_Excerpted text_

☆ ☆ ☆

/ 25 April 2018

In Madagascar, pretrial prisoners languish in jail

Dubious victory: Sudan's President Omar al-Bashir reportedly took 94.5% of all votes cast in the April elections. The opposition parties boycotted the ?elections.
Dubious victory: Sudan's President Omar al-Bashir reportedly took 94.5% of all votes cast in the April elections. The opposition parties boycotted the ?elections.

Today, Wednesday April 25, is the Africa Pretrial Detention Day. The day is dedicated to raising awareness about the use of prolonged pretrial detention across the continent. Evidence shows that this practice affects every part of the justice system everywhere. But at a personal level, pre-trial detention clearly violates the rights of detainees, and has been found to cause untold grief and hardship to the families and loved ones of those held behind bars without even having been tried, let alone found guilty of any crime.

It’s so easy to overlook this issue, but after having seen first-hand just the abuses involved in pretrial detention – especially in a context of poverty – and how it affects the people caught up in this cruel system, I want to explain what it really means for those affected.

☆ ☆ ☆

[Saved entries]
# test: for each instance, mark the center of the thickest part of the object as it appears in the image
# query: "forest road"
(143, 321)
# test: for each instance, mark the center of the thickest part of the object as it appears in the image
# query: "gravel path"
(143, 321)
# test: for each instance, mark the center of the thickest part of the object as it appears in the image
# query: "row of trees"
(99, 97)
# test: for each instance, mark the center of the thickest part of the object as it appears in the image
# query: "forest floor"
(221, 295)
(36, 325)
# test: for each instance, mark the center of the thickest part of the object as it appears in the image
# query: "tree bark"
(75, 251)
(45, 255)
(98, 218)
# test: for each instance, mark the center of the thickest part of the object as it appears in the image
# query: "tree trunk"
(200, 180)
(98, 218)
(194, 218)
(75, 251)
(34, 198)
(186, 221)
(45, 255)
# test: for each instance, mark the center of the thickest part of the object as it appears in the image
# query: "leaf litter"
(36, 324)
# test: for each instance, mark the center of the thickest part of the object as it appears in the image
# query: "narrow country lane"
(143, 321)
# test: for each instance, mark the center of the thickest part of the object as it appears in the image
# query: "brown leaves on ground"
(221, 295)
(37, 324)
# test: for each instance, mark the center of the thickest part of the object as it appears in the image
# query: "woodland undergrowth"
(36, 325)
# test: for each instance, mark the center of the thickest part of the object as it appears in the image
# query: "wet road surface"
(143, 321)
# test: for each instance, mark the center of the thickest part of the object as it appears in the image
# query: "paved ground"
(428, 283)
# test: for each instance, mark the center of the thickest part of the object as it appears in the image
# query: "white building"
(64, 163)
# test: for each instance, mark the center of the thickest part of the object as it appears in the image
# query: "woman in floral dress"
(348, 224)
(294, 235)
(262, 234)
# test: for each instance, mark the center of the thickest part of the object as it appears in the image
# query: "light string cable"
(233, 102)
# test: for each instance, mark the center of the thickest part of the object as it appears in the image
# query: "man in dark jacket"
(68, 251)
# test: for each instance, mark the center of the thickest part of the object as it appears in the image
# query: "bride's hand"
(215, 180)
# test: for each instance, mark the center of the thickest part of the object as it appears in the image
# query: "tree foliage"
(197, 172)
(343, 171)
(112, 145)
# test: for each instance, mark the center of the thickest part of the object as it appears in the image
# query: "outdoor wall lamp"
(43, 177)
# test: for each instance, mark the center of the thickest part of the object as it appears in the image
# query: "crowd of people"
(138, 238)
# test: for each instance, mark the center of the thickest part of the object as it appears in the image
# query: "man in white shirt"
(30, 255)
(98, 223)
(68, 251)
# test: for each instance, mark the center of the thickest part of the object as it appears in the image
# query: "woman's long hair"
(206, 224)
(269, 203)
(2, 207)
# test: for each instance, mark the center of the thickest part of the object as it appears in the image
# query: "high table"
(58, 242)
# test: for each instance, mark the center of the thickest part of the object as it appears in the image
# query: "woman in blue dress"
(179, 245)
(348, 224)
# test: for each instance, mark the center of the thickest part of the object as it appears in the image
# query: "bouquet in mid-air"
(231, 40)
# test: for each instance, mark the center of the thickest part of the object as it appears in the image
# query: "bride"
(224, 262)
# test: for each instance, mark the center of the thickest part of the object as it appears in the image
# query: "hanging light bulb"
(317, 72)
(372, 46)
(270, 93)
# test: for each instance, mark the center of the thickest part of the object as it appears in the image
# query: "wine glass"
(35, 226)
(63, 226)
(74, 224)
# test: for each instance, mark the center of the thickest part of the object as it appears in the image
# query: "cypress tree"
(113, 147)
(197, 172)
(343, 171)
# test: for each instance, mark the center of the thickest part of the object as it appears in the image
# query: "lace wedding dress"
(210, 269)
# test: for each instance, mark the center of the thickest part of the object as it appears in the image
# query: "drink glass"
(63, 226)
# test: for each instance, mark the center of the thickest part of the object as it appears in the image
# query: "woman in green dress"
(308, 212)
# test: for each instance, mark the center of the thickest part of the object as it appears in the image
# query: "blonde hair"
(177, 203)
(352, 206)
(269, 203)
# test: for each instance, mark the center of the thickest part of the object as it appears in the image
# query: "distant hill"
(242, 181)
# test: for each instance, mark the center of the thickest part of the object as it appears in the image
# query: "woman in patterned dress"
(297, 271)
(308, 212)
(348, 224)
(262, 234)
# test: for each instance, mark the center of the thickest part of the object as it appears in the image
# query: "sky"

☆ ☆ ☆

_What needs to be done_
According to the article on pretrial detention in Madagascar, what is the Africa Pretrial Detention Day dedicated to?

_Problem solution_
It is dedicated to raising awareness about the use of prolonged pretrial detention across the continent.